**SET EXERCISE**
Pick out each line of the items below that contains the word "warehouse", and copy those lines.
>> START EXTRACTED MATERIAL
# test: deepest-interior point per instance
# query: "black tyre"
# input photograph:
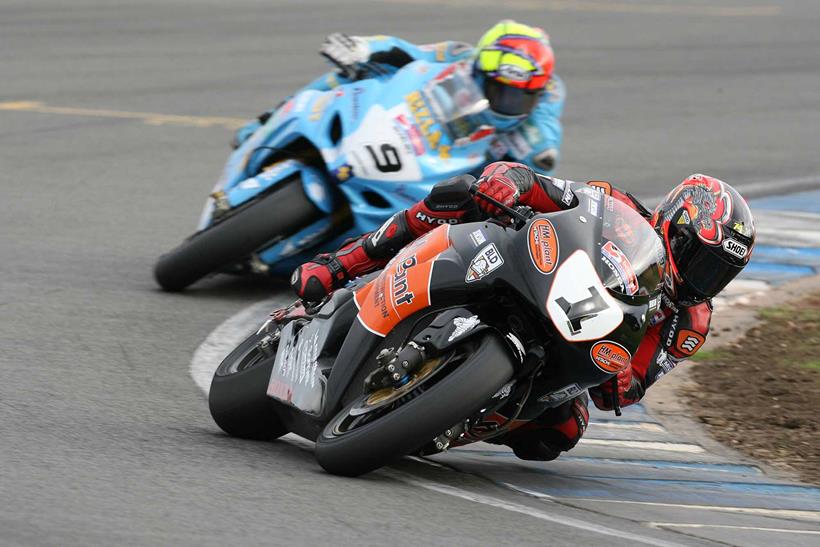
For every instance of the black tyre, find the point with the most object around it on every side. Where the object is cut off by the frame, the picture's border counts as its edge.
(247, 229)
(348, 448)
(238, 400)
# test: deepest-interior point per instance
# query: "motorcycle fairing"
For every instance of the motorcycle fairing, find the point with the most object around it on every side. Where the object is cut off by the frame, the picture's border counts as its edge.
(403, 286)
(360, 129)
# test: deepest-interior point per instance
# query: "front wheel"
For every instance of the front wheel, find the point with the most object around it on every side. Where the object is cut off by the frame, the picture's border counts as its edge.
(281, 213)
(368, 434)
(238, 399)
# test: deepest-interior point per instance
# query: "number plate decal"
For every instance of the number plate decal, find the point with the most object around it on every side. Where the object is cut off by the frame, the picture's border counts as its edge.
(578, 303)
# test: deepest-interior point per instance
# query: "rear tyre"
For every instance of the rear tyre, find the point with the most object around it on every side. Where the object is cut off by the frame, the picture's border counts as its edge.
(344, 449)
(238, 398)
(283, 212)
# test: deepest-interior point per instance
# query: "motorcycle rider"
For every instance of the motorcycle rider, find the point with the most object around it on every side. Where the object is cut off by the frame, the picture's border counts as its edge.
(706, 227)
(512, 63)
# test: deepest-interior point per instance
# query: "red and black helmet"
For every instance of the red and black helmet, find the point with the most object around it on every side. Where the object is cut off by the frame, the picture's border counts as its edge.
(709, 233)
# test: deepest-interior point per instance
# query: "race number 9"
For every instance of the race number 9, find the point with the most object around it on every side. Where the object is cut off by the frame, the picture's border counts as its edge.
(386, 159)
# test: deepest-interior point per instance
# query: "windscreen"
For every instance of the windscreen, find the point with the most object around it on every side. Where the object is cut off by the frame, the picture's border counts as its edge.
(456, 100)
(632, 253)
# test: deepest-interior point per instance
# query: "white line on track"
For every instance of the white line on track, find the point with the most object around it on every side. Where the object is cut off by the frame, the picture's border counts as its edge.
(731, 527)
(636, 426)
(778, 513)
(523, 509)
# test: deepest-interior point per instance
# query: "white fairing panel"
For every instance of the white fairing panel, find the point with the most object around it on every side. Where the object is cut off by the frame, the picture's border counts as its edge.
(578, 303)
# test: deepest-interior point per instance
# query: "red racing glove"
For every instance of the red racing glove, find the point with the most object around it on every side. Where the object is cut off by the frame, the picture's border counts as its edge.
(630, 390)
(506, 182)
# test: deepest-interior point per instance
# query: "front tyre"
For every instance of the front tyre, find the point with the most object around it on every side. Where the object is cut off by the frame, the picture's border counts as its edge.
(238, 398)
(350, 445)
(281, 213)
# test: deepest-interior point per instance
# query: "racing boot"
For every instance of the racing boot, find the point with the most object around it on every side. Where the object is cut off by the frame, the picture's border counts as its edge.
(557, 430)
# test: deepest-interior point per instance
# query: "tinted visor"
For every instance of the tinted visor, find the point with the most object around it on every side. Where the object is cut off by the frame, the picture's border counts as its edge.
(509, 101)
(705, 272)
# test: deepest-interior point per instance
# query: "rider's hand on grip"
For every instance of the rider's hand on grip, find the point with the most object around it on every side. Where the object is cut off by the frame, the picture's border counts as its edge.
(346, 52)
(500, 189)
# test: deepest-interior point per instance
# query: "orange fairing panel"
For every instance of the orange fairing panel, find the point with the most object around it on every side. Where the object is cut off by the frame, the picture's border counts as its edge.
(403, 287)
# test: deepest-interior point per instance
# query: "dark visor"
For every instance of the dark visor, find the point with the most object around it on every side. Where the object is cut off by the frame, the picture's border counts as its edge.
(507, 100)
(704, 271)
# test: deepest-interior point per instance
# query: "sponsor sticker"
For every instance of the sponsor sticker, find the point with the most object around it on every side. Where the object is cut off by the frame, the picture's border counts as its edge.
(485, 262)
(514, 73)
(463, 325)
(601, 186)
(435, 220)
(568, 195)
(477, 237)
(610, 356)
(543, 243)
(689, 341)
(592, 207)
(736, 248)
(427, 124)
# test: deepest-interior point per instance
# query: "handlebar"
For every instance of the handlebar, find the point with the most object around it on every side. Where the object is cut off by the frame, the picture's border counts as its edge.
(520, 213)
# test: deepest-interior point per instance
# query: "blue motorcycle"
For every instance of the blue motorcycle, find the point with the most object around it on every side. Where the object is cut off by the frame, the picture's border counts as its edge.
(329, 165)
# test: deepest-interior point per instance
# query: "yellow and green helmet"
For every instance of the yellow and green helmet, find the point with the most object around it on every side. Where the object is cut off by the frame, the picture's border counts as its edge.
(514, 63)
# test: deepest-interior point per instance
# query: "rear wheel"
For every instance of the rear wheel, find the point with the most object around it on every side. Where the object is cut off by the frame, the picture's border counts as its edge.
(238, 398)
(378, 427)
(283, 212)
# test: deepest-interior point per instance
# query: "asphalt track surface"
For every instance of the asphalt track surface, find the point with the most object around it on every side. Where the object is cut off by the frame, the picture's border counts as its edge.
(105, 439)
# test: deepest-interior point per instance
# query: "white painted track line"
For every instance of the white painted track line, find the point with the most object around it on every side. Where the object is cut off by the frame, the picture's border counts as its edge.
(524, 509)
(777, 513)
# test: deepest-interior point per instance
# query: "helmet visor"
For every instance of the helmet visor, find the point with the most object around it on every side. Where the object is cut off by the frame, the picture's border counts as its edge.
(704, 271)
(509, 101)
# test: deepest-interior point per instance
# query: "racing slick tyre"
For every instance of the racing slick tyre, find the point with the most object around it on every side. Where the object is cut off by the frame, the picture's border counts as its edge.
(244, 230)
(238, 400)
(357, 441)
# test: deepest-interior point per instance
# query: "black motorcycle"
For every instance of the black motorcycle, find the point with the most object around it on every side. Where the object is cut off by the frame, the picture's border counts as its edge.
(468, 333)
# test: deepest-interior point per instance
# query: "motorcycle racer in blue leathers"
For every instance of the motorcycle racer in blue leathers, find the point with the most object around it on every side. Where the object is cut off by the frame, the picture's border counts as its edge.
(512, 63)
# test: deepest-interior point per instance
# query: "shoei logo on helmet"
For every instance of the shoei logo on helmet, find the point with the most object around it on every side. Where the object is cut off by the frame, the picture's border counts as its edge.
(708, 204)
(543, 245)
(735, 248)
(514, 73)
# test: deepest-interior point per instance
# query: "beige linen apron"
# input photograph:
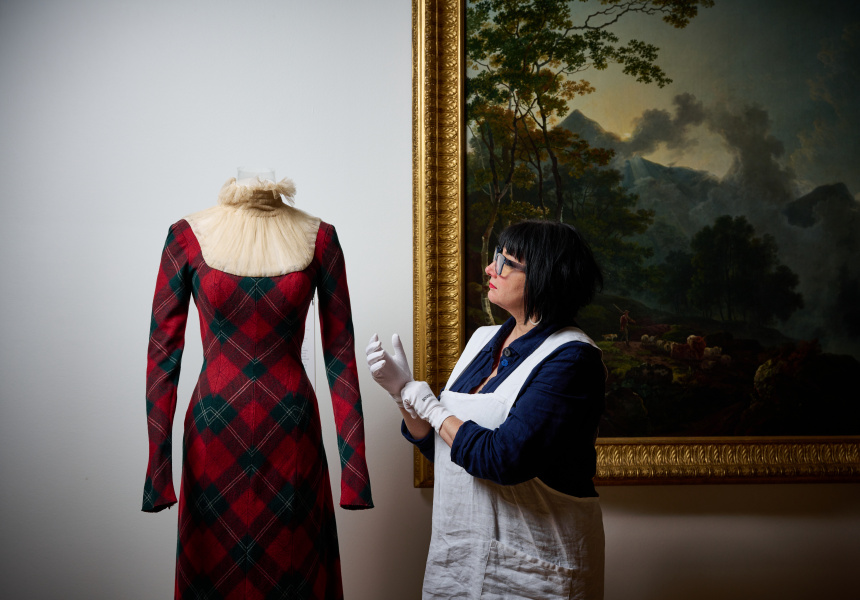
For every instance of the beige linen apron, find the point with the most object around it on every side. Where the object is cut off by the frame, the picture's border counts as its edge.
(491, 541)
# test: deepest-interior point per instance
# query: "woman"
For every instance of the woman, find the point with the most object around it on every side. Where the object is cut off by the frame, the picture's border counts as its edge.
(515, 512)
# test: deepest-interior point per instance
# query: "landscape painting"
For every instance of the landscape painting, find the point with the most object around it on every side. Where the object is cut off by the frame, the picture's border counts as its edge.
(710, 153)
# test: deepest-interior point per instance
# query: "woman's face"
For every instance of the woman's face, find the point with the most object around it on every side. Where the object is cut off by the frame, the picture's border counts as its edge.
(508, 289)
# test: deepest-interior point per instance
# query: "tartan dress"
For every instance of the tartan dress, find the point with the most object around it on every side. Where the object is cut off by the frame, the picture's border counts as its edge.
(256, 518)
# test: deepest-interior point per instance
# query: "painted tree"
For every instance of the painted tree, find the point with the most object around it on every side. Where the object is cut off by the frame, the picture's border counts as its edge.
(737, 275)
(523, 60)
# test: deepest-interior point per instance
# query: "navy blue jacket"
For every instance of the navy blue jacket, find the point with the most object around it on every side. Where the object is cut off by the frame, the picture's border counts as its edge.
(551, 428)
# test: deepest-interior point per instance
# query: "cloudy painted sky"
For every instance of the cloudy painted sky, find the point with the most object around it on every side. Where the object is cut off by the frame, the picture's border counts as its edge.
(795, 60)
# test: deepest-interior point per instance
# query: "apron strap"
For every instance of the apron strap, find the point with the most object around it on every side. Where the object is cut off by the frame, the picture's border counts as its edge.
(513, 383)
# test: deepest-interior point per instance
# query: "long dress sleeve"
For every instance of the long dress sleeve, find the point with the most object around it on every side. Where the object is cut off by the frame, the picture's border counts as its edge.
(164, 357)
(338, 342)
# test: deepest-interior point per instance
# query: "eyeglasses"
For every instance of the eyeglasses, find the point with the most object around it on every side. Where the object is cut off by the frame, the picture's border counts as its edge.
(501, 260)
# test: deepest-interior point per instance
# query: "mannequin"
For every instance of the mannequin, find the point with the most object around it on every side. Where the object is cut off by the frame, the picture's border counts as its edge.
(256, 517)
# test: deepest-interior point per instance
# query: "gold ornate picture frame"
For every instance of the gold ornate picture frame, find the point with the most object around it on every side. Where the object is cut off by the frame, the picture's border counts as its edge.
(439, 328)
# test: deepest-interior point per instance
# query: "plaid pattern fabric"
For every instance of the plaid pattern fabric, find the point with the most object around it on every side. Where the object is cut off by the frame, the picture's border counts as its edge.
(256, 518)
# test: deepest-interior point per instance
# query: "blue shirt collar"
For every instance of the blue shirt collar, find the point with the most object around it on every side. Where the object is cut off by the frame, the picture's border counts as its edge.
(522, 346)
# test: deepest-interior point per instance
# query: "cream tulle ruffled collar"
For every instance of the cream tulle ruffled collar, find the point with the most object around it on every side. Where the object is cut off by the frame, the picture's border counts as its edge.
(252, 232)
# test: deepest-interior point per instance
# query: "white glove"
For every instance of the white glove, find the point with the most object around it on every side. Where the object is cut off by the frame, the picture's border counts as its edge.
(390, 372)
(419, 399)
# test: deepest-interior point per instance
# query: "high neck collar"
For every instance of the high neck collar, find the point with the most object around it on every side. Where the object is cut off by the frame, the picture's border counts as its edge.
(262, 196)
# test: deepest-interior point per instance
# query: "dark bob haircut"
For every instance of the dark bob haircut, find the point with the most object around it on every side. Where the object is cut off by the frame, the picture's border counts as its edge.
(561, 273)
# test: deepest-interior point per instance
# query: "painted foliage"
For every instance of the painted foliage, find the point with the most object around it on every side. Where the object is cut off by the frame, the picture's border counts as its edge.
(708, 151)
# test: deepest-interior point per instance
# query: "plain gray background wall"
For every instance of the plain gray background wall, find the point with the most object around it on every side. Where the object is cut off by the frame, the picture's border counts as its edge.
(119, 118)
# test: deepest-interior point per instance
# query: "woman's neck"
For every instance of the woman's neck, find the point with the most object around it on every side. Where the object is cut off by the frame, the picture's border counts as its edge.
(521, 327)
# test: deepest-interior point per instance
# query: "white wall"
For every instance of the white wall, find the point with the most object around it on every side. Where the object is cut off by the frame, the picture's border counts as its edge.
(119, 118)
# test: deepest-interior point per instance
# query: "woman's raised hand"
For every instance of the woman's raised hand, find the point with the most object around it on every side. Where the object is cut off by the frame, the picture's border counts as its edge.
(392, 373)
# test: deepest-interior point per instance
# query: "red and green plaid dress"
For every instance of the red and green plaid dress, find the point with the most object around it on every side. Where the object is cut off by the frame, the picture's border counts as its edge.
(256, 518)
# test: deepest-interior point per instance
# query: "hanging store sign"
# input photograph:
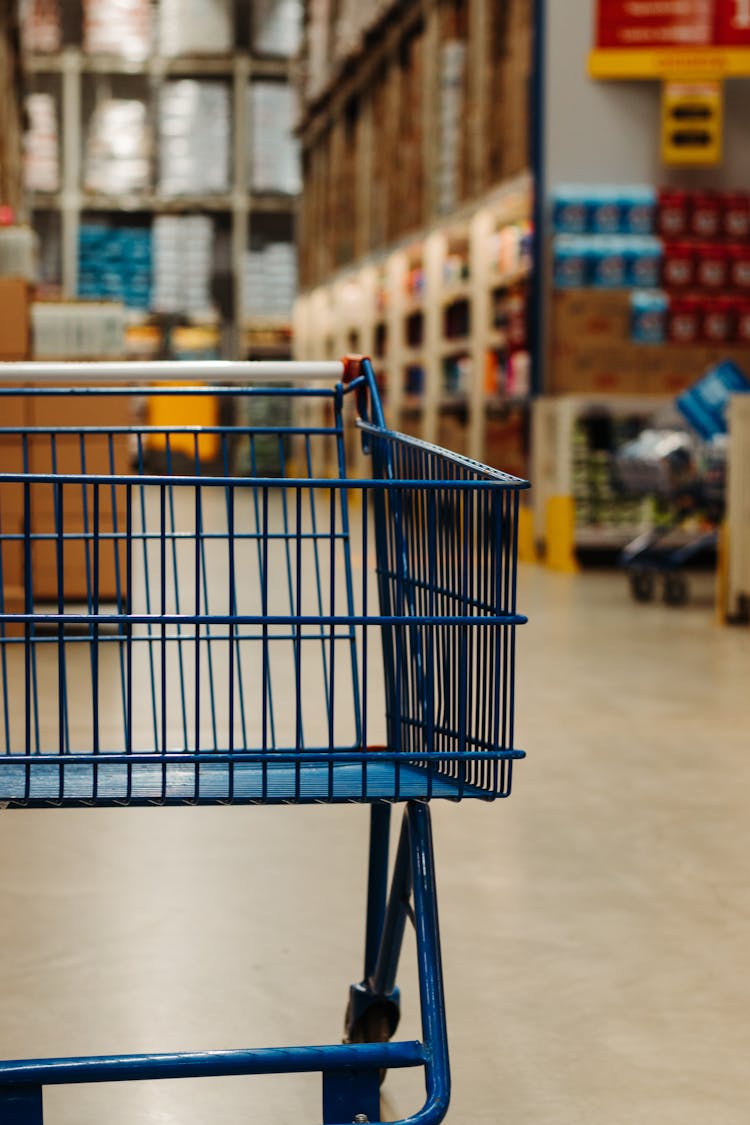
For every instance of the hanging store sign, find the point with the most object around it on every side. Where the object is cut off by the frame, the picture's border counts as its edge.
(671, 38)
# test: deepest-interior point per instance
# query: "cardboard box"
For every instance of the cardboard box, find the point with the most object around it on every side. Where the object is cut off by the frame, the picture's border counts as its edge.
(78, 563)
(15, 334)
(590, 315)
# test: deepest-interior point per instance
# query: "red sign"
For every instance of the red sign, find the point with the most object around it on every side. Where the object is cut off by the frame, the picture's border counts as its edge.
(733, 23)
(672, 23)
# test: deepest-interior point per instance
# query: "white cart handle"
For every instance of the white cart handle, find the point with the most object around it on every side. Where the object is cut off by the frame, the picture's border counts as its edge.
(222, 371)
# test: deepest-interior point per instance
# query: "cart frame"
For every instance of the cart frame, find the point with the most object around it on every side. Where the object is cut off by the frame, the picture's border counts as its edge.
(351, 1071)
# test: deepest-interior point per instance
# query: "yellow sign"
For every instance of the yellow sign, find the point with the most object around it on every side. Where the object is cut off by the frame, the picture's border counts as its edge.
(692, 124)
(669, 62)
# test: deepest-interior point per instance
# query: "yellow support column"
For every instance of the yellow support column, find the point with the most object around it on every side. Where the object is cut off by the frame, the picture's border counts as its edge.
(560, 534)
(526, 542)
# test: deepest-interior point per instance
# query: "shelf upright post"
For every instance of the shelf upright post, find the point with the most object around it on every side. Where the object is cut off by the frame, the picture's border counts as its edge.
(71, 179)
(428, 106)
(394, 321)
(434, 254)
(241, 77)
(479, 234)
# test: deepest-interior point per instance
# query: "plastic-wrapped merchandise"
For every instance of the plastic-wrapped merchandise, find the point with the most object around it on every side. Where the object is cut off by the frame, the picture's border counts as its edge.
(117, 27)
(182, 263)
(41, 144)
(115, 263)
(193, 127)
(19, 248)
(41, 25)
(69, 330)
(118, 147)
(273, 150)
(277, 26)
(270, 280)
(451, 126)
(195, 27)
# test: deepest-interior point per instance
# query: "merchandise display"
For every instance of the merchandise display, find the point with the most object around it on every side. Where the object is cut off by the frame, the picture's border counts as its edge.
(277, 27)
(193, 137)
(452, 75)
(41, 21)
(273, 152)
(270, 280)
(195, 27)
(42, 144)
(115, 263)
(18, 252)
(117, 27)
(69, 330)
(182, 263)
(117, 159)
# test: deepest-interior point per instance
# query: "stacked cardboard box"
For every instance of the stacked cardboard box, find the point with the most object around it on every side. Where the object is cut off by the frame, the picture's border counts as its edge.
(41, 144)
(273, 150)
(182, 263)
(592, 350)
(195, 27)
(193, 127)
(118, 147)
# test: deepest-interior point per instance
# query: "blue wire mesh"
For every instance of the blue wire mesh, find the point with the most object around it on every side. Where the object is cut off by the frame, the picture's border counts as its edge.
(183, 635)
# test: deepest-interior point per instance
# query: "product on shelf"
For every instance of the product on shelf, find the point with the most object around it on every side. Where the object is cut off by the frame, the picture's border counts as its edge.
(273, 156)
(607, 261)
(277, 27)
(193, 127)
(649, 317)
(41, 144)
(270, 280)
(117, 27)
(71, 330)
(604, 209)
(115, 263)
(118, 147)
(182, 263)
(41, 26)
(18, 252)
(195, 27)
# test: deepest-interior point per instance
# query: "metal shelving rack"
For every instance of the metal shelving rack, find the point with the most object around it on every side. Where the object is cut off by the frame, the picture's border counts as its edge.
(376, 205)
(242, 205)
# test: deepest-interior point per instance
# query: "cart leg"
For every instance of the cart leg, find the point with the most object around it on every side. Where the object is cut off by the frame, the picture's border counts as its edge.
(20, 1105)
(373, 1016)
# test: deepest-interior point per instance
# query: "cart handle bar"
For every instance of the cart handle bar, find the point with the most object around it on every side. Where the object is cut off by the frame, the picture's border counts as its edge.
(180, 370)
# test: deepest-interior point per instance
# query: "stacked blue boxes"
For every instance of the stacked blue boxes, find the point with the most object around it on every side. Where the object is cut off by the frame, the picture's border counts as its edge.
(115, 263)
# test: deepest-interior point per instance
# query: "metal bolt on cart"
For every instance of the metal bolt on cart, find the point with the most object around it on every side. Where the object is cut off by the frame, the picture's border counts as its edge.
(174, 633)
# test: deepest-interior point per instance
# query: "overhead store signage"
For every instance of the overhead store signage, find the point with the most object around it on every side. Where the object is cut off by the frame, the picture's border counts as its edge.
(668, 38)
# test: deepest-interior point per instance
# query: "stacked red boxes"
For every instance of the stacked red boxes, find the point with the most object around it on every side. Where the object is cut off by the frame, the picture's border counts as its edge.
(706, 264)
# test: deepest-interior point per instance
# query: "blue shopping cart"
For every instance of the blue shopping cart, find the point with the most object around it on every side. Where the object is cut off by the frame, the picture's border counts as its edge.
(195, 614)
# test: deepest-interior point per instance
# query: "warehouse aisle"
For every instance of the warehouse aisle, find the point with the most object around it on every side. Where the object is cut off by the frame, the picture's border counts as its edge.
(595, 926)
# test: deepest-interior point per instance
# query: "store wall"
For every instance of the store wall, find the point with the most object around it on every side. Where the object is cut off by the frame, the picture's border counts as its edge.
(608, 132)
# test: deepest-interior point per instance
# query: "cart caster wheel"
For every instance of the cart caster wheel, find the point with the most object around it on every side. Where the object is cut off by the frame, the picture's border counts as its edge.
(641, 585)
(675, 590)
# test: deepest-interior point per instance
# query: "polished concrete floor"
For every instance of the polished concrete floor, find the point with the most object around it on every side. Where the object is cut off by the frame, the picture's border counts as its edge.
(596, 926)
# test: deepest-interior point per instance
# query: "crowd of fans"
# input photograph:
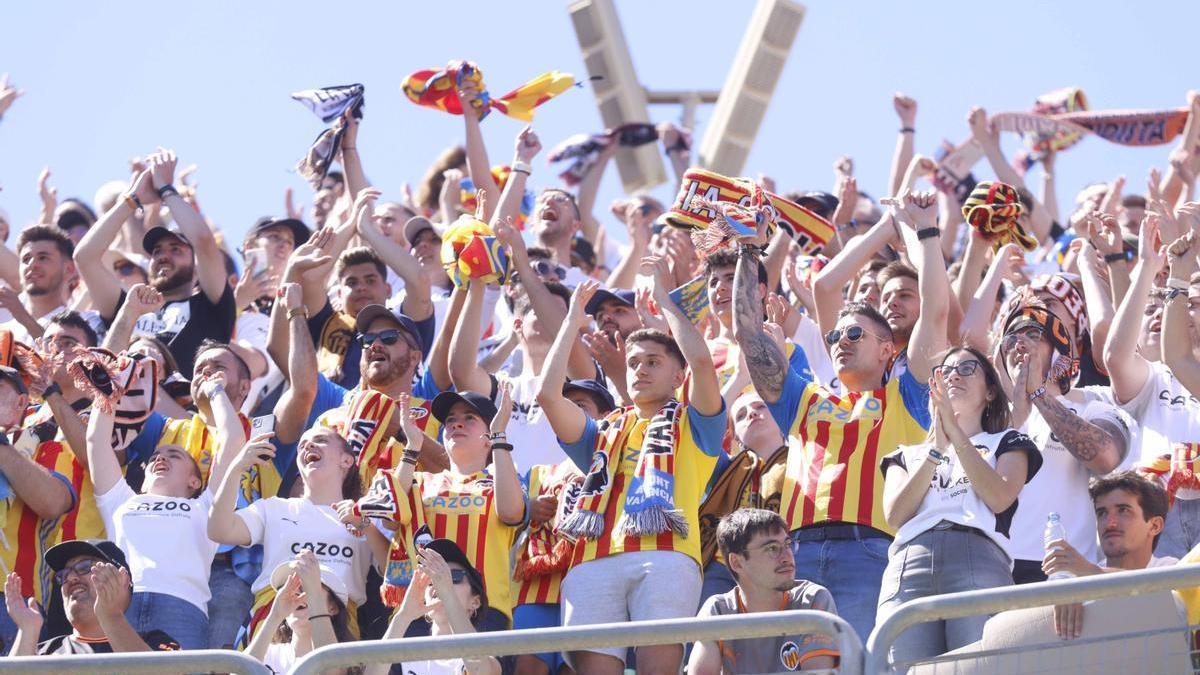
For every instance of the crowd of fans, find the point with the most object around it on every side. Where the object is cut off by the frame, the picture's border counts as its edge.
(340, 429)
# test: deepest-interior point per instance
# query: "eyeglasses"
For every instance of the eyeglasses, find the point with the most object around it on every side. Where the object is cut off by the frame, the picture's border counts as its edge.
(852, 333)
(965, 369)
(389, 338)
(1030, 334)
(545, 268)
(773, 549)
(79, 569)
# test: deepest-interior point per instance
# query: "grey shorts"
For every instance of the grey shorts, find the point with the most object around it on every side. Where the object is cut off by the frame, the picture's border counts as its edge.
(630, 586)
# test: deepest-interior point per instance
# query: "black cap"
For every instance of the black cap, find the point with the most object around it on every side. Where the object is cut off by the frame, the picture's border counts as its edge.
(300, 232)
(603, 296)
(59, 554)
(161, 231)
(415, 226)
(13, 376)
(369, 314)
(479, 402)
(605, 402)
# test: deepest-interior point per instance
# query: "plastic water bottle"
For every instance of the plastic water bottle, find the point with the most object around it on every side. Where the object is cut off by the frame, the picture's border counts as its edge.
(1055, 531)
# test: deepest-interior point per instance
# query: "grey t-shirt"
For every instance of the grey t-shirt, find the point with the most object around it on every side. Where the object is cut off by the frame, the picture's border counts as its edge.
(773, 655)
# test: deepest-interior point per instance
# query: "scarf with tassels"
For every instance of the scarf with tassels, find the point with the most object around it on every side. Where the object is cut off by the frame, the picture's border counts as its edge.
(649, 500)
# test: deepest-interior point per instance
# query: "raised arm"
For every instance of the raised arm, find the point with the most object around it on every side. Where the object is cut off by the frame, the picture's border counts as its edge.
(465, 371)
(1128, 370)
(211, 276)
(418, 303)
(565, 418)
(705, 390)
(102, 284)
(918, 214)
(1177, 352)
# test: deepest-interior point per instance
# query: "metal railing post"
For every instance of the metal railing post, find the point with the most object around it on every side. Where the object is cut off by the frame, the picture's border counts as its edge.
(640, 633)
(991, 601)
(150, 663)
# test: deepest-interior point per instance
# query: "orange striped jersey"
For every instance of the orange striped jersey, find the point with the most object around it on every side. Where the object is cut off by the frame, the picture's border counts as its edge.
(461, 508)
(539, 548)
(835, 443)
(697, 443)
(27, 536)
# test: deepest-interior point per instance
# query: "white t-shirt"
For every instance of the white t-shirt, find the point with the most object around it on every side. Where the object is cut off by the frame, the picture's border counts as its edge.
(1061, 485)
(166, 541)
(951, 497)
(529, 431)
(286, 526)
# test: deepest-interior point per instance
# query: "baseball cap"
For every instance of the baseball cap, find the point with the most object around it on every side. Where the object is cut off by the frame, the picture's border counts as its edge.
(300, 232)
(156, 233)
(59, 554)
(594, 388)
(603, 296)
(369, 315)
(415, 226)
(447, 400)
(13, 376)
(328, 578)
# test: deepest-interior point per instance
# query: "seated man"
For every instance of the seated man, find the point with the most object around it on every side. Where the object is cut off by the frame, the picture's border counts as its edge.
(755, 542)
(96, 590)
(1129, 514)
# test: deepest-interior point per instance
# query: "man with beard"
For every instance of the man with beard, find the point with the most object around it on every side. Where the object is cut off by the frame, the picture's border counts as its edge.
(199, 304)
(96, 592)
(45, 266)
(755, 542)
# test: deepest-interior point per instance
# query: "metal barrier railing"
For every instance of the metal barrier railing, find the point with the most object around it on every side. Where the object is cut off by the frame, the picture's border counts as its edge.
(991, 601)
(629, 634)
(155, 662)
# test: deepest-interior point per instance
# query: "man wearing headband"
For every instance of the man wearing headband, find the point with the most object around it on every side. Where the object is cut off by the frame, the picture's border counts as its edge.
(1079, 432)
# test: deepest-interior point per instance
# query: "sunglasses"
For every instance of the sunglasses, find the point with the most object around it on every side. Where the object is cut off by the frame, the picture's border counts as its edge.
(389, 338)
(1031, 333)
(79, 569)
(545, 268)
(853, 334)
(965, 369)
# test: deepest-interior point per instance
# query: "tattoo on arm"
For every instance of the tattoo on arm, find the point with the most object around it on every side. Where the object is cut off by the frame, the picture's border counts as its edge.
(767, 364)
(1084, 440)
>> END EXTRACTED MATERIAL
**SOLUTION**
# query: "warehouse aisle"
For every instance of the warehouse aisle, find the point with the most object around it on every side. Where the object is cut off by the frame, the picture's border counts as its edge.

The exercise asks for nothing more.